Photo object pointing records:
** Begin **

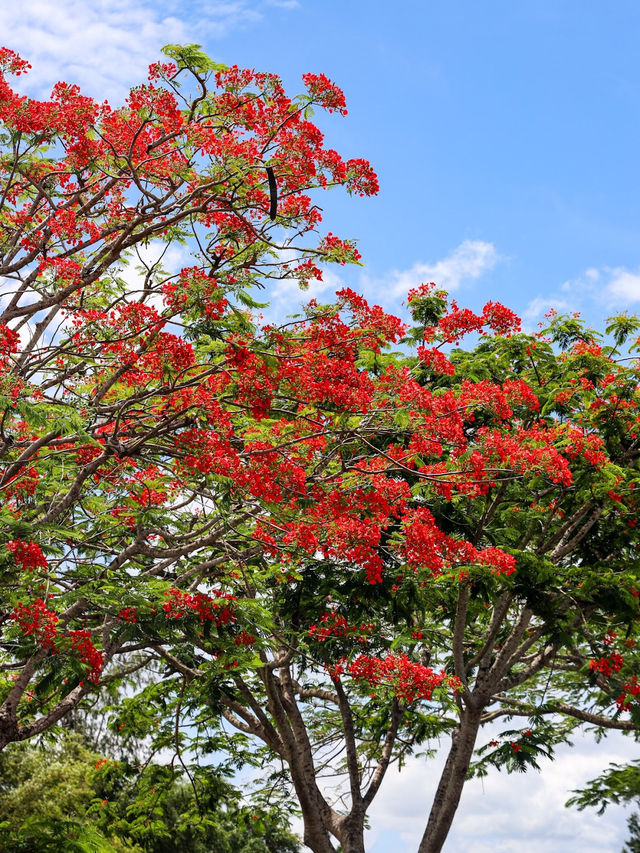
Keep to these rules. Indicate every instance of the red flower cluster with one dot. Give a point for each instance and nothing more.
(613, 663)
(37, 620)
(206, 608)
(425, 545)
(335, 625)
(630, 689)
(410, 681)
(82, 644)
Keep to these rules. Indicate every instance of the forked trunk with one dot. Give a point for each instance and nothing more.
(451, 782)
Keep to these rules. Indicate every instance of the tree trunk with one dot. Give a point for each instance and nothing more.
(451, 782)
(352, 834)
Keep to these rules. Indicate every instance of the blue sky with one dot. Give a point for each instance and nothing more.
(505, 135)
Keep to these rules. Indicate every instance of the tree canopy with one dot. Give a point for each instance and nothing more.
(303, 538)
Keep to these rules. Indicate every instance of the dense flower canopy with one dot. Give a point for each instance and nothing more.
(309, 533)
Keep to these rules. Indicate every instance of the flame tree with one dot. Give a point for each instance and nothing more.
(299, 535)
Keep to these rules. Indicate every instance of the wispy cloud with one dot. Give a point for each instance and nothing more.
(624, 285)
(105, 46)
(467, 262)
(519, 813)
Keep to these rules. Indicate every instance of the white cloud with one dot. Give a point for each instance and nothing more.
(624, 285)
(470, 260)
(541, 304)
(518, 813)
(105, 46)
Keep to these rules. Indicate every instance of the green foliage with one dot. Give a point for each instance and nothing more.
(64, 796)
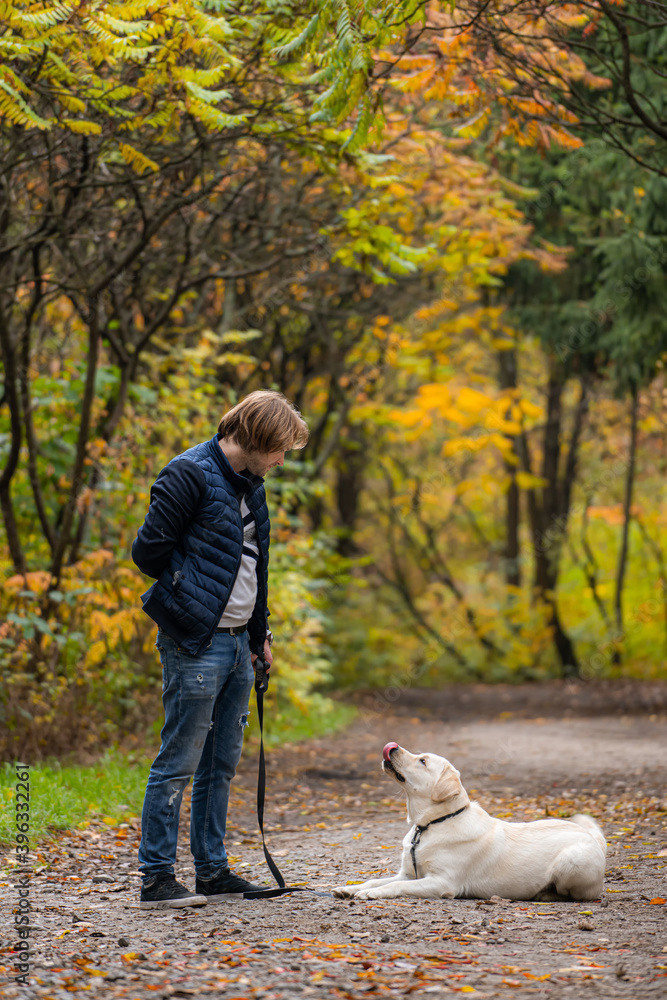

** End **

▸ STATED GOAL
Recast every line of all the records above as a Markdown table with the columns "Row" and "Line", numbering the rows in order and skipping blank lines. Leave the pictures out of the table.

▸ FULL SOLUTION
| Row | Line |
|---|---|
| 1 | Keep to these rules. Indicate every instance of the red flower cluster with one dot. Give a point for each instance and nothing more. |
| 2 | (613, 663) |
| 3 | (37, 620) |
| 4 | (206, 608) |
| 5 | (425, 545) |
| 6 | (335, 625) |
| 7 | (630, 689) |
| 8 | (410, 681) |
| 9 | (82, 644) |
| 10 | Keep to these rules. Indicate every instance of the forked trunk with one dot. Give a point for each instance and nothing more. |
| 11 | (451, 782) |
| 12 | Keep to these rules. Indicate every instance of the tree trunk with one dot. Give a point for each instance and nothing more. |
| 13 | (451, 782) |
| 14 | (352, 834) |
| 15 | Keep to these rules. Indicate every instance of the blue sky with one dot. Give a point for each instance and nothing more. |
| 16 | (505, 135) |
| 17 | Keep to these rules. Indicate every instance of the tree canopy with one dot. Give a point for each instance and nothing more. |
| 18 | (303, 538) |
| 19 | Keep to these rules. Indicate every instance of the dense flower canopy with one dot. Give a point for each instance and nothing more. |
| 20 | (309, 533) |
| 21 | Keep to these rules. Indicate every instance of the flame tree with one dot. Give a point for each instance and nothing more. |
| 22 | (299, 535) |
| 23 | Keep to these rules. Indicate every instance of the wispy cloud with one dot. Give a point for each instance and nothing more. |
| 24 | (624, 285) |
| 25 | (105, 46) |
| 26 | (467, 262) |
| 27 | (519, 813) |
| 28 | Keep to these rules. Indicate every instance of the white cloud with one dot. Give a point for each instance and nothing more. |
| 29 | (624, 285) |
| 30 | (470, 260) |
| 31 | (541, 304) |
| 32 | (518, 813) |
| 33 | (105, 46) |
| 34 | Keep to these rules. Indicate every instance of the green foliage with one dot. Give a point for each instance and nothing more. |
| 35 | (64, 796) |